● **WHAT THE EXERCISE ASKS**
Reproduce word for word the part of the rows that opens at the very start and closes with the line containing "309 211 L 302", including both ends.

---

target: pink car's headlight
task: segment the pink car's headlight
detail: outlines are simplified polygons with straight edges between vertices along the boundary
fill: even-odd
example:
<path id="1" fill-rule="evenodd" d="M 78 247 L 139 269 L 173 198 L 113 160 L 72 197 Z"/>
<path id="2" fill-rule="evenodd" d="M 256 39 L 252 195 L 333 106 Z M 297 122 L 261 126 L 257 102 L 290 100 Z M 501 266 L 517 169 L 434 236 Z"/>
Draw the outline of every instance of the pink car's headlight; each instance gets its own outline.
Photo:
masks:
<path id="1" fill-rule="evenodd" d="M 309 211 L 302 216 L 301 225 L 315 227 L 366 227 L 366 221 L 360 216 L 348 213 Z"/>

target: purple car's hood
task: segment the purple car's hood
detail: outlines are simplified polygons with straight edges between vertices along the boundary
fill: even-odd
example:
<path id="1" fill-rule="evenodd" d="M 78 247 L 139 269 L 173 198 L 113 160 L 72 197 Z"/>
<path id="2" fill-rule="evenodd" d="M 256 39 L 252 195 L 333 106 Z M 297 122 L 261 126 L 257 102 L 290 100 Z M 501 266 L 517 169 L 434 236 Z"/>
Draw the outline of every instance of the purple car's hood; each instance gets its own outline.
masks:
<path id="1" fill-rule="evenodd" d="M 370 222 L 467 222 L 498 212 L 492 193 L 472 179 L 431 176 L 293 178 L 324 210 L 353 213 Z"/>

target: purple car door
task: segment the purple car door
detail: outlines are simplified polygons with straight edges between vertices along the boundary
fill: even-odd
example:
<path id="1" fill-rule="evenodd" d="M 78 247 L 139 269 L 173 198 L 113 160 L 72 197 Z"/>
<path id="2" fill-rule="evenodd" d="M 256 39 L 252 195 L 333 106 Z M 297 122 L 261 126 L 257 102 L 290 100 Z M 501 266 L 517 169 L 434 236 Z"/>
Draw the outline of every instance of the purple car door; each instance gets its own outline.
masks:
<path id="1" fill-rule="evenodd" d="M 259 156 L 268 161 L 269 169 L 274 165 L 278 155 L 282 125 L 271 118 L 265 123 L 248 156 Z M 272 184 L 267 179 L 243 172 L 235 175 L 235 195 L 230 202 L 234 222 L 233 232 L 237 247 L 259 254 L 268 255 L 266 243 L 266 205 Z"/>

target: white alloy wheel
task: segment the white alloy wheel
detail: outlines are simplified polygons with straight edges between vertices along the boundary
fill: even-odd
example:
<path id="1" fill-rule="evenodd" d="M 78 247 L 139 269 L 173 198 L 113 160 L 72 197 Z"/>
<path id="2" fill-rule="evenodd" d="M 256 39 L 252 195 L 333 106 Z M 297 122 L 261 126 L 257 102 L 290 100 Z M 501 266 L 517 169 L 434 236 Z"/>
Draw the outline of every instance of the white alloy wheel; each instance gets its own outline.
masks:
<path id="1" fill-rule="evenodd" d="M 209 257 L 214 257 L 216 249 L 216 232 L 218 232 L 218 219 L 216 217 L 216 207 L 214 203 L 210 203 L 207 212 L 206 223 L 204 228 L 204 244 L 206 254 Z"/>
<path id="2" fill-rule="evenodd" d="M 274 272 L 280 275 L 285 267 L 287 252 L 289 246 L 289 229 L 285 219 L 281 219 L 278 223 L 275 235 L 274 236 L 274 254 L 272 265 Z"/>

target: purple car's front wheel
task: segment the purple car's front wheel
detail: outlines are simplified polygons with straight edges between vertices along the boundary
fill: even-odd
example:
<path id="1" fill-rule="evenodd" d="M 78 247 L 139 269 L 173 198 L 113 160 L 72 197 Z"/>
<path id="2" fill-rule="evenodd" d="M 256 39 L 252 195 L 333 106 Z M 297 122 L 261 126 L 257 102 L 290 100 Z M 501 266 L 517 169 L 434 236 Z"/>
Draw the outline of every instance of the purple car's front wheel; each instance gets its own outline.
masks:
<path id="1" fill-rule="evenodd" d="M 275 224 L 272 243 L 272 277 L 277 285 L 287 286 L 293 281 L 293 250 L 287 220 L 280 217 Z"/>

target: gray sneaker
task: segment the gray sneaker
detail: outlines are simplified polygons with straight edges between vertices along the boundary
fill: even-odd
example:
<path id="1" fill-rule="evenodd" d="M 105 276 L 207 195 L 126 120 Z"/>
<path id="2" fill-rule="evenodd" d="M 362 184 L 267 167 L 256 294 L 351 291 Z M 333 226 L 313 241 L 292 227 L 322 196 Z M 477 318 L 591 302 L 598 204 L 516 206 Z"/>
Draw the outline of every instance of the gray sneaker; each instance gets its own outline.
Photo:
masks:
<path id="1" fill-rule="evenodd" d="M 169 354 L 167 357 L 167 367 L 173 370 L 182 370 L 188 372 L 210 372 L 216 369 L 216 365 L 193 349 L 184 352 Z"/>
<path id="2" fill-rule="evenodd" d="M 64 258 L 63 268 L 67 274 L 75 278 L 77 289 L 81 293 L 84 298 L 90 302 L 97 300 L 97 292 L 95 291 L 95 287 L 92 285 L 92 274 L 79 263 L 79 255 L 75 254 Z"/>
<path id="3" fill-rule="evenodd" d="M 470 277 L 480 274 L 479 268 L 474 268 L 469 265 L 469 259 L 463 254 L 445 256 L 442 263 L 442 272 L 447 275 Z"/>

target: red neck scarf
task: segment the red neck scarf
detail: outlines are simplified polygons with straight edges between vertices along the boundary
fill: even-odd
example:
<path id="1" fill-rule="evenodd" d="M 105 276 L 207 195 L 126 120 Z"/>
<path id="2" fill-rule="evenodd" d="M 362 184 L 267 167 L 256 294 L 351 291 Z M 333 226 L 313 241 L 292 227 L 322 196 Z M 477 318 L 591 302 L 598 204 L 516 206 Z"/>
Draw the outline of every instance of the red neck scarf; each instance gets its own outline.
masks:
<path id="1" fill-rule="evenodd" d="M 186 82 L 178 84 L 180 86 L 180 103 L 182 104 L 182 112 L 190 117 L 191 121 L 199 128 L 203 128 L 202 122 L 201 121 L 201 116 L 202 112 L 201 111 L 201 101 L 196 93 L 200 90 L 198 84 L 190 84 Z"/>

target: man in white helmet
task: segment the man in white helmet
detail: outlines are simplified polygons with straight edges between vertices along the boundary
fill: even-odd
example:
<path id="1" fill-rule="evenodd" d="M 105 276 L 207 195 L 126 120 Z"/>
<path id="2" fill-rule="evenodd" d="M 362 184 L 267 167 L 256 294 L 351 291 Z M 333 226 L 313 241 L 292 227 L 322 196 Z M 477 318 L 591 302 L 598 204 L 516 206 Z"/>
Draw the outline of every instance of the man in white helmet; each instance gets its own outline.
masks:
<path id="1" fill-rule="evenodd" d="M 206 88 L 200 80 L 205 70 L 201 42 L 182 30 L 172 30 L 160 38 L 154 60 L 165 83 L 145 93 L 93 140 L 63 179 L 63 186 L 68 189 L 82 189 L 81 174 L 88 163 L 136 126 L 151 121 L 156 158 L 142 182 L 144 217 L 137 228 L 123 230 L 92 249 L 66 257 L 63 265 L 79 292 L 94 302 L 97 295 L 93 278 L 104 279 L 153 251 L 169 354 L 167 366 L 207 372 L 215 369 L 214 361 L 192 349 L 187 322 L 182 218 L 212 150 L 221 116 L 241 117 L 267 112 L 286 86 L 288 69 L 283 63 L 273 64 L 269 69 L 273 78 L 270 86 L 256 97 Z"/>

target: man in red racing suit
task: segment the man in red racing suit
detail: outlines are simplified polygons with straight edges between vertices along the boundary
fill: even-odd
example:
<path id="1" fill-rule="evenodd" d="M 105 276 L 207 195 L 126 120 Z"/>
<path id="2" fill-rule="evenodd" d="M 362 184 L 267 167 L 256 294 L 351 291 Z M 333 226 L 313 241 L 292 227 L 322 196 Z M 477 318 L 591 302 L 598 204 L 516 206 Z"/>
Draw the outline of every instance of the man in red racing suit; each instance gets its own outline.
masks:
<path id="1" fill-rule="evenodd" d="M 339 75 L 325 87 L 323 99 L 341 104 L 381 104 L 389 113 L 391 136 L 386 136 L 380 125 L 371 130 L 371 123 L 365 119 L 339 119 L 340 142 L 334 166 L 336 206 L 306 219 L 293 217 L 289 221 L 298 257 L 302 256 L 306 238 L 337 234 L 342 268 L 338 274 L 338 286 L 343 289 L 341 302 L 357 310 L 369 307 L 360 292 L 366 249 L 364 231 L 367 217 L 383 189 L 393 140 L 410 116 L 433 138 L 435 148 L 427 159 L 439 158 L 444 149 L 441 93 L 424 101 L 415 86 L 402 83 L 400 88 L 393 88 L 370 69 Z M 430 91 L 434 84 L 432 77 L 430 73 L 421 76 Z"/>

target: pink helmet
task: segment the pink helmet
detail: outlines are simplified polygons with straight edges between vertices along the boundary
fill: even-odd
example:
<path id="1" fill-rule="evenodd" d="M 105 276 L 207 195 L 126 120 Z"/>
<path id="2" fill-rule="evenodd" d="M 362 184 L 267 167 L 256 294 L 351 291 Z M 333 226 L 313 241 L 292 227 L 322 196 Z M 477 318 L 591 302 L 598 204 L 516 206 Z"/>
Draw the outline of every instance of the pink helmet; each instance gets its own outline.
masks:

---

● **FINAL RESULT**
target: pink car's headlight
task: segment the pink car's headlight
detail: outlines are simplified polygons with straight edges between vertices along the boundary
fill: even-odd
example:
<path id="1" fill-rule="evenodd" d="M 78 247 L 139 269 L 173 198 L 113 160 L 72 197 Z"/>
<path id="2" fill-rule="evenodd" d="M 256 39 L 252 195 L 333 106 Z M 297 122 L 261 126 L 257 102 L 290 100 Z M 501 266 L 517 169 L 434 236 Z"/>
Draw the outline of every instance of the pink car's headlight; each instance gets its own outline.
Photo:
masks:
<path id="1" fill-rule="evenodd" d="M 309 211 L 302 216 L 301 225 L 315 227 L 366 227 L 366 221 L 360 216 L 348 213 Z"/>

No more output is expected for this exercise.